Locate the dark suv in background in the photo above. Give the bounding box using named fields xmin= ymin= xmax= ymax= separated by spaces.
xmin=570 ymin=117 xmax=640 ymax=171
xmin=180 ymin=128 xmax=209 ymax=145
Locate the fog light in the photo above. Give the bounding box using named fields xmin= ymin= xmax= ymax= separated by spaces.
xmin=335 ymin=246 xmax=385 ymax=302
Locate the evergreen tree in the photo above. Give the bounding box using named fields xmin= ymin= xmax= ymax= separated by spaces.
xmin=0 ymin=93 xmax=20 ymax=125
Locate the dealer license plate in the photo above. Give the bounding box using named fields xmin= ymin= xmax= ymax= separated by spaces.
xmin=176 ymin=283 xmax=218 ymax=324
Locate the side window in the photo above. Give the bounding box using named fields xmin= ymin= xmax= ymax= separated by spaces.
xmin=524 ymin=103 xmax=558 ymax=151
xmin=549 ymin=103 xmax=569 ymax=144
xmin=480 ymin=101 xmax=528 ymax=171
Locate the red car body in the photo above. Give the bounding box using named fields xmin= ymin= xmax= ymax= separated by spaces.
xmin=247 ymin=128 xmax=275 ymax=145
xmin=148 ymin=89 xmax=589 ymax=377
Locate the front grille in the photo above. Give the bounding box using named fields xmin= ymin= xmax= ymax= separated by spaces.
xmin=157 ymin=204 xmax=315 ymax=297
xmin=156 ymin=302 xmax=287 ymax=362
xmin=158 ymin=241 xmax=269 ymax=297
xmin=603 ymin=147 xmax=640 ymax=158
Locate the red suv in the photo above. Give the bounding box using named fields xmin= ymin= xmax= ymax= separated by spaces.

★ ★ ★ ★ ★ ★ ★

Revise all of the lines above, swapping every "bounding box" for "enclosing rectangle" and leaving everything else unchanged.

Locate the dark suv in background in the photo above. Give the enclosing rectangle using named fields xmin= ymin= xmax= ymax= separated by spaces.
xmin=570 ymin=117 xmax=640 ymax=171
xmin=180 ymin=128 xmax=209 ymax=145
Locate the fog light in the photo above. Give the enclosing rectangle using named fields xmin= ymin= xmax= ymax= separated by spaces.
xmin=335 ymin=246 xmax=385 ymax=302
Locate the evergreen tree in the photo above. Give the enclosing rectangle using named fields xmin= ymin= xmax= ymax= separated by spaces.
xmin=0 ymin=93 xmax=20 ymax=125
Locate the dealer license plate in the photo above. Give the enclosing rectangle using named fields xmin= ymin= xmax= ymax= separated by spaces.
xmin=176 ymin=283 xmax=218 ymax=324
Locate the side window in the photo above. Give the enclosing rectangle using named fields xmin= ymin= xmax= ymax= separated by spaces.
xmin=524 ymin=103 xmax=558 ymax=151
xmin=549 ymin=103 xmax=569 ymax=144
xmin=480 ymin=101 xmax=528 ymax=171
Locate the red car body in the photo above. Give the enclosing rectangle using named fields xmin= ymin= xmax= ymax= separated by spaces.
xmin=247 ymin=128 xmax=275 ymax=145
xmin=148 ymin=89 xmax=589 ymax=377
Locate the front grille in the photo above. Give the enclosing rectangle using named fields xmin= ymin= xmax= ymax= separated by spaces.
xmin=157 ymin=204 xmax=315 ymax=297
xmin=156 ymin=302 xmax=287 ymax=362
xmin=158 ymin=241 xmax=269 ymax=297
xmin=603 ymin=147 xmax=640 ymax=158
Locate the red suv in the photo above. Give the enclosing rectangle using named fields xmin= ymin= xmax= ymax= separated by spaces.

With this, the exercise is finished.